— Yönerge —
Aşağıdaki hayal inkılâbı konulu metne göre, hayatı boyunca köyünden hiç çıkmayan bir çobana göre dünya neden ibarettir?

Hayal inkılâbı
Zaman altın ilmeğini boynumuza takmış bizi peşinden koşturmakta. Herkesin zaman ve mekân anlayışı, hayal ettiği dünya ile sınırlı. Hayatı boyunca köyünden hiç çıkmayan bir çobana göre dünya, ağıl ile yayla arasında gidip geldiği zaman ve mekândan ibarettir. Evinde ev işleri ile meşgul olan bir kadının hülyası, evini daha huzurlu ve güzel yapmaya yöneliktir. Bir babanın hayal dünyası ise, çocuklarını en iyi şekilde yetiştirmek ve gözü arkada kalmayacak şekilde onları hayata hazırlamaktır. Bir öğretmen, talebelerinin başarılı olması hayali ile yatıp kalkar. Lisede okuyan bir talebenin hayalinde ise iyi okullar, parıltılı bir meslek, model aldığı insanların ışıltılı hayatları vardır.

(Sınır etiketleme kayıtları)
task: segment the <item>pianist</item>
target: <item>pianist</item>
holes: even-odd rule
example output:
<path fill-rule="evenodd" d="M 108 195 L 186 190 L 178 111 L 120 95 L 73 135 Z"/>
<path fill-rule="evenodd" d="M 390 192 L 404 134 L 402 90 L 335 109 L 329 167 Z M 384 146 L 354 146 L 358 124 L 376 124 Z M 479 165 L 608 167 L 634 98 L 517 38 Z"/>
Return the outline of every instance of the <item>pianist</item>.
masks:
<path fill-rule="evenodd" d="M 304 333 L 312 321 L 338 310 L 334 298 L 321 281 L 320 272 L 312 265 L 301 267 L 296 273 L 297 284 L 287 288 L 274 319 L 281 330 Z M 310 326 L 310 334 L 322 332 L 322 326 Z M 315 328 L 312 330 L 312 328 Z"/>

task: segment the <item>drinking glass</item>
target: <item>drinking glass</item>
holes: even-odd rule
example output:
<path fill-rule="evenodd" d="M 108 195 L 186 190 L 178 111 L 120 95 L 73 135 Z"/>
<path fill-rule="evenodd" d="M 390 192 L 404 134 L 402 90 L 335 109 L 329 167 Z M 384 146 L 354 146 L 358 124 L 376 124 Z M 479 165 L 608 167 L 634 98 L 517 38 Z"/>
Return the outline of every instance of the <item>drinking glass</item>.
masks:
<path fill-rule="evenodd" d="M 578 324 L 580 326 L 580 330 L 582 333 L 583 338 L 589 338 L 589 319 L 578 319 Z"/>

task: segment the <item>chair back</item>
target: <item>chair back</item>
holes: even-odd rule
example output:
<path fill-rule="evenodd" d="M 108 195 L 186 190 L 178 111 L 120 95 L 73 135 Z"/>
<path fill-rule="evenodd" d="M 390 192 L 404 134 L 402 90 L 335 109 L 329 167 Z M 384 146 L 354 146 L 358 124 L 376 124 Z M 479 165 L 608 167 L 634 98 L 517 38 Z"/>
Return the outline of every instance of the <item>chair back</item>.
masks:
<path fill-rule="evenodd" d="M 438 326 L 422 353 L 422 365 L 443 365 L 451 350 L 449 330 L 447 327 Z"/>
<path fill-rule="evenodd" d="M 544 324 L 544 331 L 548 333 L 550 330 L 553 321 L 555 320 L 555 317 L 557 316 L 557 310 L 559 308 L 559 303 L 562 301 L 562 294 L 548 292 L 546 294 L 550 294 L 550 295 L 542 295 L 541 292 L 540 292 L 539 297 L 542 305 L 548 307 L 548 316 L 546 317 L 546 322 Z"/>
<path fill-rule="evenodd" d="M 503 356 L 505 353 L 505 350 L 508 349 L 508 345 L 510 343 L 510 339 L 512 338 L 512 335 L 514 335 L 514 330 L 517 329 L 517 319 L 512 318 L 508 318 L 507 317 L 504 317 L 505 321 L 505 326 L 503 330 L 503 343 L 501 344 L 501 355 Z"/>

— Yanıt —
Ağıl ile yayla arasında gidip geldiği zaman ve mekândan ibarettir.